Only the text of the entries below should appear in your exact transcription; leave out every picture.

Excerpts from a dataset
###
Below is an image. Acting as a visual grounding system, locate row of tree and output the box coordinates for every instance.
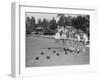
[26,14,90,37]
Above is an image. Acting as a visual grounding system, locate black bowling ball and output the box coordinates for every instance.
[77,49,80,53]
[66,48,69,51]
[77,51,80,53]
[48,48,51,50]
[53,50,56,53]
[69,50,72,53]
[46,56,50,59]
[35,57,39,60]
[64,48,67,51]
[41,52,44,55]
[56,53,59,56]
[65,52,68,54]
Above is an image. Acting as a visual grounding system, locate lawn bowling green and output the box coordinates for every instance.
[26,36,89,67]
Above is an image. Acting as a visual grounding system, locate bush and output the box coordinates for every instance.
[44,30,56,35]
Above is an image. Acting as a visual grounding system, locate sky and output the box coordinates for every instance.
[26,12,83,23]
[26,12,59,23]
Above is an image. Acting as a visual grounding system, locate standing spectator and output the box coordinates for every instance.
[54,26,61,40]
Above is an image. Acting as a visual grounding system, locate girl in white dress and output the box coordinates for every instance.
[61,29,67,40]
[54,26,61,40]
[55,31,61,39]
[75,34,81,42]
[83,33,88,44]
[80,32,88,45]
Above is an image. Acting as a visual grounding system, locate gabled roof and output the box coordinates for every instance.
[35,27,43,29]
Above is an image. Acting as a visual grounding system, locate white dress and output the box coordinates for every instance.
[75,34,81,42]
[54,29,61,39]
[61,30,66,39]
[83,33,88,43]
[55,32,60,39]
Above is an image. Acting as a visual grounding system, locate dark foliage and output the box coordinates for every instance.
[26,14,89,37]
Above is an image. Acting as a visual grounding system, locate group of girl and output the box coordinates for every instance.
[54,26,89,44]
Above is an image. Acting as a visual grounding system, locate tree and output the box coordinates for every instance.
[49,17,57,30]
[57,14,65,27]
[26,16,36,35]
[71,15,90,38]
[42,18,49,30]
[30,16,36,30]
[26,17,32,35]
[64,16,73,26]
[37,18,42,27]
[57,14,73,27]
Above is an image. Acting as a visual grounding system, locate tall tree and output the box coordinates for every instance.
[49,17,57,30]
[57,14,65,27]
[71,15,90,37]
[30,16,36,30]
[42,18,49,30]
[26,16,36,35]
[37,18,42,27]
[65,16,73,26]
[26,17,32,35]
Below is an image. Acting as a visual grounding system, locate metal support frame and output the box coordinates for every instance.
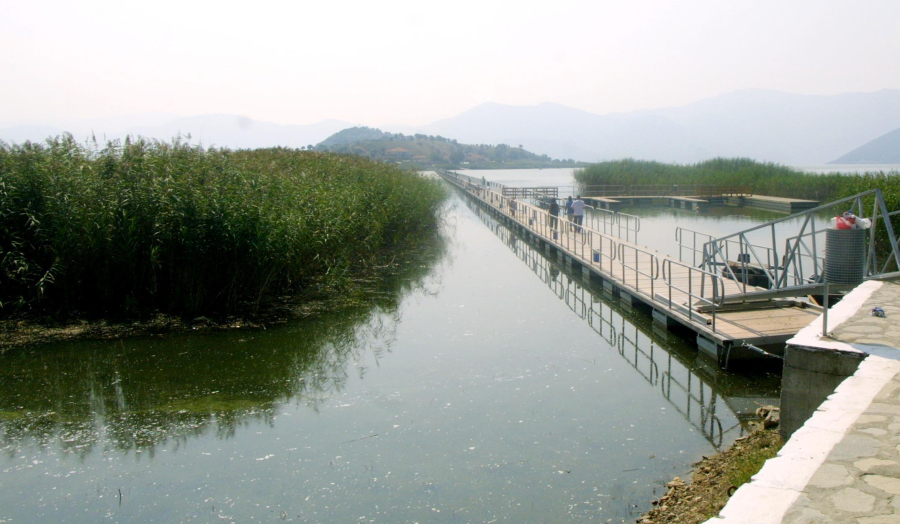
[689,189,900,302]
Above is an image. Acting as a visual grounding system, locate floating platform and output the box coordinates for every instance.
[583,194,819,214]
[585,197,621,210]
[726,195,819,213]
[667,196,710,212]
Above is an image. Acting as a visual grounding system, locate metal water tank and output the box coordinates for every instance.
[824,228,866,284]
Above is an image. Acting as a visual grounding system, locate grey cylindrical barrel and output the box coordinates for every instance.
[824,228,866,284]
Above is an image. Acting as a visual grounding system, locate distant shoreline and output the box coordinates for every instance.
[793,163,900,174]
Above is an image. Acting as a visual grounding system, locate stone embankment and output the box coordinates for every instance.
[705,280,900,524]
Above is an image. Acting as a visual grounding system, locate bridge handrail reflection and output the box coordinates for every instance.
[464,197,742,448]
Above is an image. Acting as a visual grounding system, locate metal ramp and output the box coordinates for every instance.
[679,189,900,309]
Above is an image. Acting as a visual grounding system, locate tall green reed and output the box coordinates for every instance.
[0,136,446,318]
[574,158,900,263]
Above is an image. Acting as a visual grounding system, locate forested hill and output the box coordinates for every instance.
[315,127,586,169]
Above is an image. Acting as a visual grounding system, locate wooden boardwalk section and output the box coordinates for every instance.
[442,173,822,366]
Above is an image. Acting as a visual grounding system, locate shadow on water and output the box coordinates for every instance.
[0,224,450,458]
[464,198,780,450]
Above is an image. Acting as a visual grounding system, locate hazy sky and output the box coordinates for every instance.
[2,0,899,127]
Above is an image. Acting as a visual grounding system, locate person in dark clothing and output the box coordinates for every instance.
[548,199,560,229]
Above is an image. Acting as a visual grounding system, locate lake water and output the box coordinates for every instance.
[456,168,581,195]
[0,174,783,524]
[795,164,900,174]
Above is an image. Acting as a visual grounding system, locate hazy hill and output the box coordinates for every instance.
[317,126,388,148]
[408,89,900,165]
[829,127,900,164]
[400,101,708,163]
[648,89,900,165]
[316,128,582,169]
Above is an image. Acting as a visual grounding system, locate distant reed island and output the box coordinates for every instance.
[0,135,446,321]
[575,158,900,205]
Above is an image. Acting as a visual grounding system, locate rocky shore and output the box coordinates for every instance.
[638,427,783,524]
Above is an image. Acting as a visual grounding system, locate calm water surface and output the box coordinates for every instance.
[795,164,900,174]
[0,176,781,523]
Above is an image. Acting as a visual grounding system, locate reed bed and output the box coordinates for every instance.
[576,158,900,265]
[0,135,446,318]
[574,158,900,205]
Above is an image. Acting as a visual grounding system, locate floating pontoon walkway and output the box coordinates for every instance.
[585,194,819,213]
[440,172,823,366]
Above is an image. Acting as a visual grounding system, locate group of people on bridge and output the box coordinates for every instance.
[547,195,585,231]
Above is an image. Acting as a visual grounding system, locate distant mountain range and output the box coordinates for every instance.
[3,89,900,165]
[385,89,900,165]
[829,127,900,164]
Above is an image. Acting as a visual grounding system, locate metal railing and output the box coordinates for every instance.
[702,189,900,297]
[616,244,659,300]
[662,259,725,332]
[502,186,559,199]
[585,205,640,243]
[675,227,716,266]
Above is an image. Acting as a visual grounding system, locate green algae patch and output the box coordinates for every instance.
[160,396,266,414]
[0,410,25,421]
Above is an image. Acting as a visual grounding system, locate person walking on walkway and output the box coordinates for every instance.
[548,198,560,229]
[565,196,574,229]
[572,196,586,232]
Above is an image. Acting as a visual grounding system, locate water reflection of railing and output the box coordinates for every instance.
[473,202,616,346]
[617,320,735,447]
[463,197,761,448]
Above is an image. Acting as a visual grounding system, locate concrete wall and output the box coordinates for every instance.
[780,344,865,440]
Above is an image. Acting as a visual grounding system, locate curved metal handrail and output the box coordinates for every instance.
[616,243,660,298]
[587,231,618,267]
[675,227,715,266]
[662,258,725,332]
[617,211,641,233]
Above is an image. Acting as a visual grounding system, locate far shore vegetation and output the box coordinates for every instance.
[316,126,588,170]
[574,157,900,205]
[0,135,447,322]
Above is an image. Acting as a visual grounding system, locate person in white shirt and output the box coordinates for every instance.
[572,196,586,231]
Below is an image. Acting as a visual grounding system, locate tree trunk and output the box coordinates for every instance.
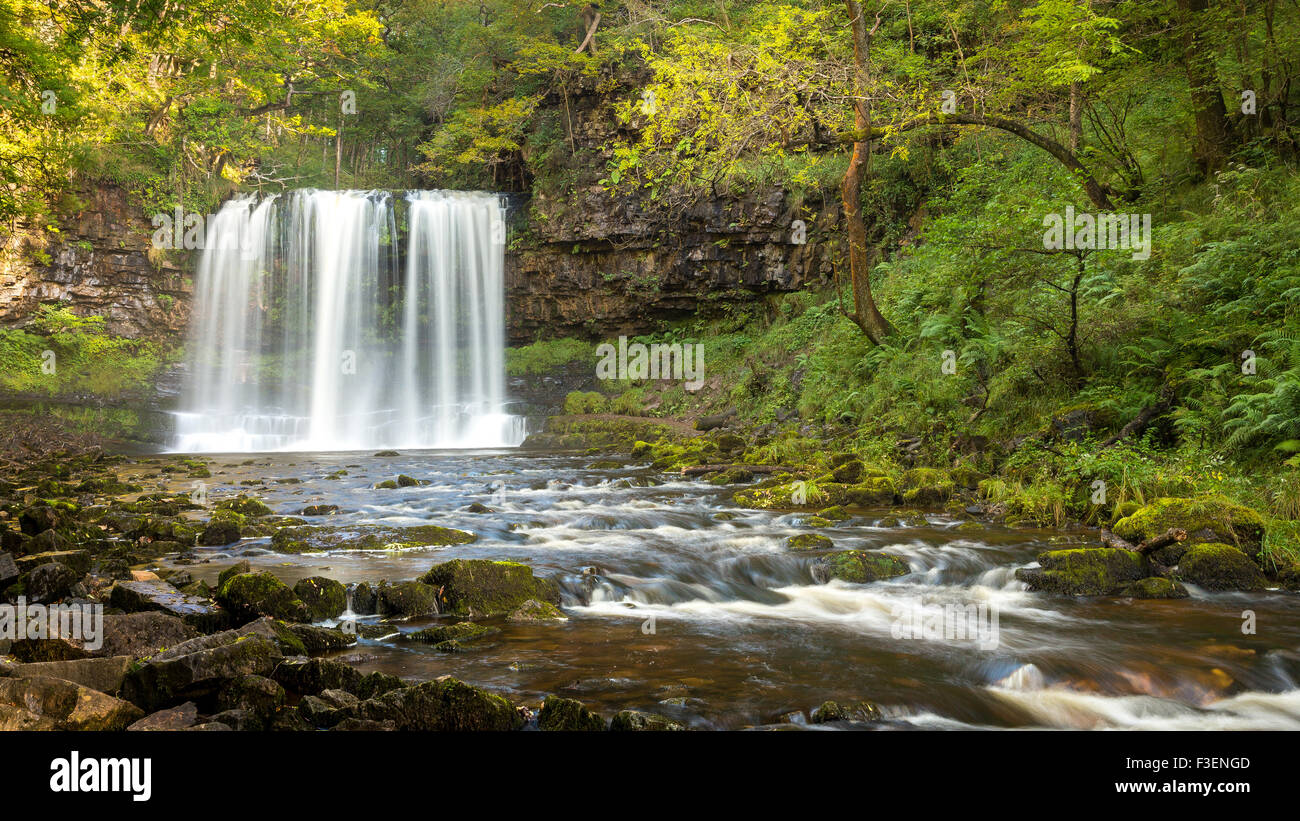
###
### Result
Below is an image. Acting as a visual grounding system, locate row of tree and output the box coordinates for every instance.
[26,14,90,37]
Above is an image. Acting as a visual grounding system, locate black bowling ball and output the box coordinates for every instance.
[77,49,80,53]
[66,48,69,51]
[77,51,80,53]
[48,48,51,50]
[53,50,56,53]
[69,50,72,53]
[46,56,50,59]
[35,57,39,60]
[64,48,67,51]
[41,52,44,55]
[56,53,59,56]
[65,52,68,54]
Above is an image. Acting as a visual grounding system, locate lawn bowling green and output the box coordinates for every instance.
[26,36,89,67]
Above is an image. Acting as a visual grounding system, locate bush and output the box coordinates for every instance.
[44,30,56,35]
Above is an image. Acting as a visual grounding system, locate sky and output the box coordinates for every instance.
[26,12,83,23]
[26,12,59,23]
Above is an image. Acting as a visual grounding system, locate standing spectator and output the box coordinates for every instance.
[54,26,61,40]
Above is an image. Acting as a visual grounding system, locate girl in white dress and output the box coordinates for every instance.
[61,29,67,40]
[54,26,61,40]
[55,31,61,39]
[75,34,81,42]
[83,33,88,44]
[80,32,88,45]
Above is an image. Acting as a visual grounding system, locate gabled roof and output the box coordinates for every instance.
[35,27,43,29]
Above is an image. Acting as a visual grounding system, locate white dress and output the box coordinates for every instance.
[75,34,81,42]
[54,29,61,39]
[61,30,66,39]
[83,33,88,43]
[55,32,60,39]
Above is an image. Acting as a visual grounding system, locate dark foliage and output the box coordinates for every instance.
[26,14,89,37]
Above is an image. Acting as a visual grounding system, locate group of girl and output the box coordinates for every instance.
[54,26,89,44]
Above is an image. Acting as a visual grounding system, locate tree and output the box coordinates for every instance.
[49,17,57,30]
[57,14,65,27]
[26,16,36,35]
[71,15,90,38]
[42,18,49,30]
[30,16,36,30]
[26,17,32,35]
[64,16,73,26]
[37,18,42,27]
[57,14,73,27]
Above is an image. Acting as a visual grounding system, locate tall tree and output the box coordinates for every instance.
[49,17,57,30]
[57,14,65,27]
[71,15,90,37]
[30,16,36,30]
[42,18,49,30]
[26,16,36,35]
[37,18,42,27]
[65,16,73,26]
[26,17,32,35]
Below is an image. Acting as a visual grounding system, locate metal support frame and output the box coordinates for every instance.
[689,189,900,302]
Above is an image. Acting as a visual grounding system, locate floating platform and output the box coordinates for every instance.
[583,194,819,214]
[585,197,621,210]
[726,195,819,213]
[667,196,710,212]
Above is an image. Acting as a visual grounding system, locate metal water tank and output the box coordinates for every instance.
[824,228,866,284]
Above is an image. Acting as a visual grounding system, locate grey cylindrical barrel and output the box coordinates for every instance.
[824,228,866,284]
Above is an image. Acting as a visual grounding system, locate distant shoreline and output the box coordinates for every instance.
[793,163,900,174]
Above is an image. Acting as a visual grounding system, locate stone embankment and output the box coordinates for every instance.
[705,280,900,524]
Above is an image. Acting as a visual grounding system, locate bridge handrail reflection and output the box coordinates for every instance.
[464,197,742,448]
Above is an image. Acting as a visual grounding system, locate metal ramp and output the box coordinates for every instance.
[679,189,900,309]
Above is an image. Acting as a visual grounding system, locate tall green reed and output the box coordinates for every instance.
[0,136,446,318]
[574,158,900,263]
Above is an image. Acting as a visual grounding system, locate forested hill and output the box coordinates for every instance.
[315,127,586,169]
Above is an image. Acting as a visual grounding system, locate wooden boardwalk section and output the box coordinates for every instance.
[442,173,822,366]
Above is an image. Acting as a visual grounding system, locate shadow on water and output the box coordinates for every instance.
[0,224,450,458]
[464,198,780,450]
Above is an image. Acting as a visual grounding system, locate hazy sky and output the box coordinates for every instance.
[2,0,899,127]
Above is an image. Acting as a visual grounding system, locate person in dark clothing and output the box coordinates for every instance.
[548,199,560,229]
Above is an image. Acting as a visual grounding system, locate lake water and output the box coordinates for every instance.
[456,168,581,195]
[0,174,783,524]
[795,164,900,174]
Above is an image. Acting as a visual grounding system, locate hazy hill and output the box coordinates for every instance.
[317,126,388,148]
[408,89,900,165]
[829,127,900,164]
[400,101,708,163]
[648,89,900,165]
[316,128,582,169]
Above is an image. Acting as a visual grounding system, locate distant reed island and output the box coordinates for every instance.
[0,135,446,321]
[575,158,900,205]
Above is an image. Acting as a visual grounding system, locate rocky shore and output the box coordinates for every instance.
[638,427,783,524]
Above is an image. Acting as a visual grounding system, locate calm water surface and output the box coordinates for every instance.
[795,164,900,174]
[0,176,781,523]
Above is an image. Acting as a visual grounding system, locate reed bed and output the box coordinates for every instance.
[576,158,900,265]
[0,135,446,318]
[574,158,900,205]
Above is an image. Acting as a visual grounding system, locate floating pontoon walkway and output the box coordinates for every instance.
[585,194,819,213]
[440,172,823,366]
Above is an image. Acting as a visual grounding system, locate group of people on bridge and output the box coordinates for every instance.
[547,195,585,231]
Above is an image. Acting as a visual grounding system, locate distant mountain range and output the box coordinates for every instance.
[3,89,900,165]
[385,89,900,165]
[829,127,900,164]
Above is an image. Acting as a visual grounding system, locate metal railing and output the box coordinates for every instance.
[702,189,900,297]
[616,244,659,300]
[662,259,725,332]
[502,186,559,199]
[585,205,640,243]
[675,227,716,266]
Above is an image. Acting as a visual grounding system, locate green algae patch and output the box coordinates for every instance.
[160,396,266,414]
[0,410,25,421]
Above is an image. Acting as a visual grounding system, locate person walking on walkway and output the box coordinates for every instance.
[548,198,560,229]
[565,196,574,229]
[572,196,586,232]
Above is an image. Acting as a visual grounding system, locate water reflection of railing and output the box coordinates for every instance.
[473,202,616,346]
[617,320,735,447]
[463,197,761,448]
Above is an image. Acting as a visual grounding system, locate concrete wall and output the box coordinates for every instance.
[780,344,865,440]
Above is an image. Acting as a visual grounding system, locate curved metal handrail and output the box coordinates for every instance.
[616,243,660,298]
[587,231,618,267]
[675,227,715,266]
[662,258,725,332]
[617,211,641,233]
Above is an image. Acting as a visual grounding system, locate far shore vegetation and output the box coordinates for every instance.
[316,126,588,170]
[574,157,900,205]
[0,135,447,322]
Above is an image. Acting as a visual grounding system, locate person in white shirt and output the box coordinates for every instance.
[572,196,586,231]
Below is an image. Acting as a visual grounding system, locate tree trunk and output the box coordinates for every instance.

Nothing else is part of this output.